> Selected extract
----------------

Introverts are often more careful listeners and more receptive to suggestions. According to researchers from The Wharton School, Harvard Business School, and the University of North Carolina at Chapel Hill, introverts may be better able to lead dynamic professional environments where employees are more vocal in sharing their ideas and are more proactive in how they engage in their work (Grant, Gino, & Hofmann, 2010).
Results indicated that when employees are not very proactive, extroverted leadership may drive greater productivity, but on teams where workers offer their own ideas for improvement, introverted leaders were more productive.
Why? It may be that some of the quirky ways introverts are wired match particularly well with some management best practices. Here are four particular ways introverted leaders often excel.
1. Empowering the Leaders Who Report to Them
Introverted leaders frequently offer a type of management well-suited to the administrative demands of high-performing organizations, guiding in ways that honor the human ecology alongside corporate structures and expectations within the typical modern workplace–for example, introverts tend toward decentralized leadership approaches that empower a diversified portfolio of senior administrators, middle managers, and front line supervisors. Thus, introverted leaders are less likely to fall into the traps set by their own social ego, to their organization's benefit.
2. Listening for Understanding Before Acting
Introverts famously tend toward listening over talking, and, as practice makes perfect, many introverted leaders develop into the kind of listeners that put to good use their strength of listening well. Consequently, their employees and other stakeholders reap the benefits. Clinical psychologist Laurie Helgoe (2013) wrote that the best kind of listener is one who doesn’t hijack a conversation yet remains engaged with the other person as they communicate. While many people listen to respond, many introverts “take in what you’re saying, think about it, and then respond, while extroverts want to engage in a back-and-forth.”

----------------

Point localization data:

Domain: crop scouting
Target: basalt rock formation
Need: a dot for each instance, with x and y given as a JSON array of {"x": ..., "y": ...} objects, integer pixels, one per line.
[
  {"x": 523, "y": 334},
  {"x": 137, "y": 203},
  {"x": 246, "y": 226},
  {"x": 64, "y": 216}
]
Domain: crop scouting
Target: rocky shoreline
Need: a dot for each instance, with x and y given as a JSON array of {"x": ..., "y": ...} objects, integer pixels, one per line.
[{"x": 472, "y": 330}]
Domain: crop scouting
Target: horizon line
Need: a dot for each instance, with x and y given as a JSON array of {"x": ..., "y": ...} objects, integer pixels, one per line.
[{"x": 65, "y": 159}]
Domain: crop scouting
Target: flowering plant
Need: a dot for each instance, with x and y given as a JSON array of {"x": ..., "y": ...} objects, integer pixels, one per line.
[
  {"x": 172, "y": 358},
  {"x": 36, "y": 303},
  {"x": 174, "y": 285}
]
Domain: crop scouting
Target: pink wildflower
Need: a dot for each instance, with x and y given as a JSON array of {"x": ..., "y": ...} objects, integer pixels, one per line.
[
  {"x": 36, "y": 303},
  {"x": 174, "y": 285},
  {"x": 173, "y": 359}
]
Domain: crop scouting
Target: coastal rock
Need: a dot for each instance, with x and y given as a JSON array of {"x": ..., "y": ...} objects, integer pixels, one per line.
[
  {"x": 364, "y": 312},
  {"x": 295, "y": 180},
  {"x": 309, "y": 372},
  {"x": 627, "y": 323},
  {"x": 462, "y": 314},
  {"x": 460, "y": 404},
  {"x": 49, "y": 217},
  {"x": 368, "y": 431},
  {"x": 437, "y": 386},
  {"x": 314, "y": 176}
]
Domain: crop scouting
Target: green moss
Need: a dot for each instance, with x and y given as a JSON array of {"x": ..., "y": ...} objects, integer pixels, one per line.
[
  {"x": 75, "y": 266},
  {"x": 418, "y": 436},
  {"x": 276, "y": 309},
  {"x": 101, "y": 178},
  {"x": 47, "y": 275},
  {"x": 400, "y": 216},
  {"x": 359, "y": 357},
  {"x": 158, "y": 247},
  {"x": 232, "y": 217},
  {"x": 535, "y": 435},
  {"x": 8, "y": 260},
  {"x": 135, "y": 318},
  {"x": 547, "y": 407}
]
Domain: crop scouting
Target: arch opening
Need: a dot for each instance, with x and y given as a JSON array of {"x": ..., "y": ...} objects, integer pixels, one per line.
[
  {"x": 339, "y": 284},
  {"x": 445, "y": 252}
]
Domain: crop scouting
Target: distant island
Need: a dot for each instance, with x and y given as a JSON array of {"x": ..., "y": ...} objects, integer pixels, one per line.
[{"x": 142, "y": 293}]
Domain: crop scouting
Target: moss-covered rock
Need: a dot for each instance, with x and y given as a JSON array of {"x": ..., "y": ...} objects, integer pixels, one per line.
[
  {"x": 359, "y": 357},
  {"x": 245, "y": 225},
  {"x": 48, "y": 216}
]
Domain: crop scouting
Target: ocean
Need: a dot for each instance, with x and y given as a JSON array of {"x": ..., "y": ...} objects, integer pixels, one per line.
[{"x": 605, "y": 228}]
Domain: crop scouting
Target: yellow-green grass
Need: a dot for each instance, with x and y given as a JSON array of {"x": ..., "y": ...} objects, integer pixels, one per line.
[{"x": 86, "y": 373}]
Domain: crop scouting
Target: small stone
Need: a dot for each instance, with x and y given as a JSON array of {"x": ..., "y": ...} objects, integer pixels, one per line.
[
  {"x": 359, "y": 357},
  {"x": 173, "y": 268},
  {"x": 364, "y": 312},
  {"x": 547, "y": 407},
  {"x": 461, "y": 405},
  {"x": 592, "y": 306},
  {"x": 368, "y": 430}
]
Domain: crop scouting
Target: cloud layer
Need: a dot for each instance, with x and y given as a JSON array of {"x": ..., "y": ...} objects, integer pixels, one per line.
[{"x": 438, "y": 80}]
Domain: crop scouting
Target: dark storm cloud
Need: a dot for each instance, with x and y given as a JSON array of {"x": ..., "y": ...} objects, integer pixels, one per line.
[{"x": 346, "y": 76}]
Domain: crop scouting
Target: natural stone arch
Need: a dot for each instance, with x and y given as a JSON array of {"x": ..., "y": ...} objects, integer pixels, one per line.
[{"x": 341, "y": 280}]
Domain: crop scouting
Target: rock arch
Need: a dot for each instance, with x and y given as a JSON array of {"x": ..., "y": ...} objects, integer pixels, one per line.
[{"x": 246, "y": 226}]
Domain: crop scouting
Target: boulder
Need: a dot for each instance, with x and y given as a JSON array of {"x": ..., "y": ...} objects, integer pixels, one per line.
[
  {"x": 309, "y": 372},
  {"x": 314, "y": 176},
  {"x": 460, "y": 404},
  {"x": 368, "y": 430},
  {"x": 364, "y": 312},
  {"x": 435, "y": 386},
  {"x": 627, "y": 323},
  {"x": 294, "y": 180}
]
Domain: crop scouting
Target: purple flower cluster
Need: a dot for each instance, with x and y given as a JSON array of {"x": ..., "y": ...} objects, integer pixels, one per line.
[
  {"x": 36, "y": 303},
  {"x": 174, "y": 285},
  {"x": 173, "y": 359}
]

----------------

> Task set
1. Output everything from "Why? It may" down to "leaders often excel." in the passage on introverted leaders, word for word.
2. Please carry the passage on introverted leaders forward, picking up after its last sentence.

> Results
1.
Why? It may be that some of the quirky ways introverts are wired match particularly well with some management best practices. Here are four particular ways introverted leaders often excel.

2.
3. Clear, Written Communication
Introverts self-edit in the verbal sphere more than non-introverts, and that practiced skill is largely transferable to writing. Introverts are frequently careful writers, and often thorough. Research published in The Journal of Neuroscience found that introverts’ brains have more gray matter, on average, in the prefrontal cortex where abstract thought is processed (Holmes, et al, 2012).
Whereas extroverts tend to live more spontaneously, introverts have an innate capacity to turn ideas and words over again and again in their minds to understand and shape them before inserting them into the moment, which has often passed. Fortunately, leadership excellence does not rely on wielding words in the moment.
When an introvert has the opportunity, alternatively, to communicate the shape of thoughts in the written word, they are often more at ease and more precise in doing so.
4. Deliberative Decision-making
The executive folds of introverts’ brains contain long, winding pathways that typically require more time to traverse than extroverts’. Yet many introverts are conscientious and reliable information gatherers and decision-processors. Considering multiple sources and sides to arguments is valuable, and measured reactions may be invaluable. This is another reason that many introverts are exceptional leaders in times of crisis, seasons of change, and in the face of great challenges.
Some of the world's greatest and most consequential leaders have been introverts. Abraham Lincoln loved to spend many nights reading and writing and was famously silent in the midst of many group arguments, intently listening and considering before commanding attention with wisdom.
It may be that thicker regions of the prefrontal cortex, on average, go hand in hand with a prowess for deliberative argumentation and decision-making (Holmes, et al, 2012). Nevertheless, introverts commonly face Western cultural bias favoring quick wit and social gregariousness.
For organizations aiming to grow a workforce of motivated and proactive professionals, an introvert may well be the best pick for the job.
Grant, A., Gino, F., & Hofmann, D. A. (2010, December). The hidden advantages of quiet bosses. Harvard Business Review 88(12).
Helgoe, L. A. (2013). Introvert power: Why your inner life is your hidden strength (2nd ed.). Naperville, IL: Sourcebooks, Inc.
Holmes, A. J., Lee, P. H., Hollinshead, M. O., Bakst, J. L., Roffman, J. L., Smoller, J. W., & Buckner, R. L. (2012, December 12). Individual differences in amygdala-medial prefrontal anatomy link negative affect, impaired social functioning, and polygenic depression risk. The Journal of Neuroscience 32(50). DOI: https://doi.org/10.1523/JNEUROSCI.2531-12.2012.
Strozier, C. B. (1982). Lincoln’s quest for union: Public and private meanings. New York, NY: Basic Books.